** begin **

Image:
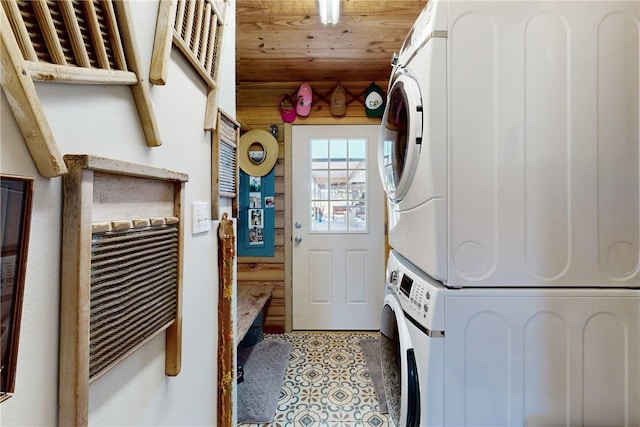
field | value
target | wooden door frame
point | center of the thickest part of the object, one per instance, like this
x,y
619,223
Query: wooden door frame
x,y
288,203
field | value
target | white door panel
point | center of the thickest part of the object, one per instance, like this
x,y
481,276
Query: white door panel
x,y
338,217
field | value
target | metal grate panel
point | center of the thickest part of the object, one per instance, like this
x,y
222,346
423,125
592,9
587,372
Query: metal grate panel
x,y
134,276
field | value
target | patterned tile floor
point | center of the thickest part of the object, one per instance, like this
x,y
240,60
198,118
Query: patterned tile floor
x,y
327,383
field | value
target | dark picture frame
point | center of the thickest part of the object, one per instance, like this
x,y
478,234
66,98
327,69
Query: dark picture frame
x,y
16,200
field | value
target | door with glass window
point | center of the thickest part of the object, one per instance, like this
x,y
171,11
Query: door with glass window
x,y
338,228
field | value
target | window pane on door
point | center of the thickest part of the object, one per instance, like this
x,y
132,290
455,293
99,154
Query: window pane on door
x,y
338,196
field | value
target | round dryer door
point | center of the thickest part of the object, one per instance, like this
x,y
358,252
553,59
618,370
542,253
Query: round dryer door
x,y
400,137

** end **
** begin **

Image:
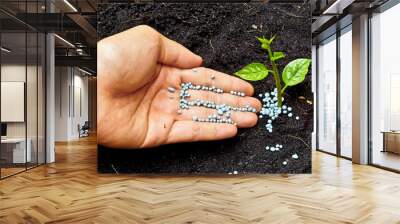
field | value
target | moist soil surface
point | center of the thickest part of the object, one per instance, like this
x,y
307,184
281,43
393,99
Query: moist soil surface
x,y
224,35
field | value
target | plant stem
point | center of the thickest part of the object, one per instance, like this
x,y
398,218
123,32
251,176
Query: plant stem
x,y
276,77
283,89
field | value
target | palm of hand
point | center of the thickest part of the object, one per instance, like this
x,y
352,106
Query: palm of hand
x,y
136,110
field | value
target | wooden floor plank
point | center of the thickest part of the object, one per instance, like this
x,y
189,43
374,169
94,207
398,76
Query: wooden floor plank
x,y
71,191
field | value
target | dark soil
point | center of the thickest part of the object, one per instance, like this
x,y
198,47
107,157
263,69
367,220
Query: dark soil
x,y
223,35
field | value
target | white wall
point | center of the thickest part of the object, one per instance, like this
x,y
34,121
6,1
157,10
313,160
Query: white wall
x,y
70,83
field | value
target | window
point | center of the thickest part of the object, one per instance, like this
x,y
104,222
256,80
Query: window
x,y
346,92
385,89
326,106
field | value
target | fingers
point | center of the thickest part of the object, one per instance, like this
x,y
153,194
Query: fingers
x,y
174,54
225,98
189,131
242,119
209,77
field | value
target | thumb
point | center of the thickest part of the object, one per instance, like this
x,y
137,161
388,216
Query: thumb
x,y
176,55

** end **

— Exercise objective —
Select every line in the lines above that contains the word "hand", and copy each one. Case counts.

— Written solution —
target | palm of hand
Query: palm of hand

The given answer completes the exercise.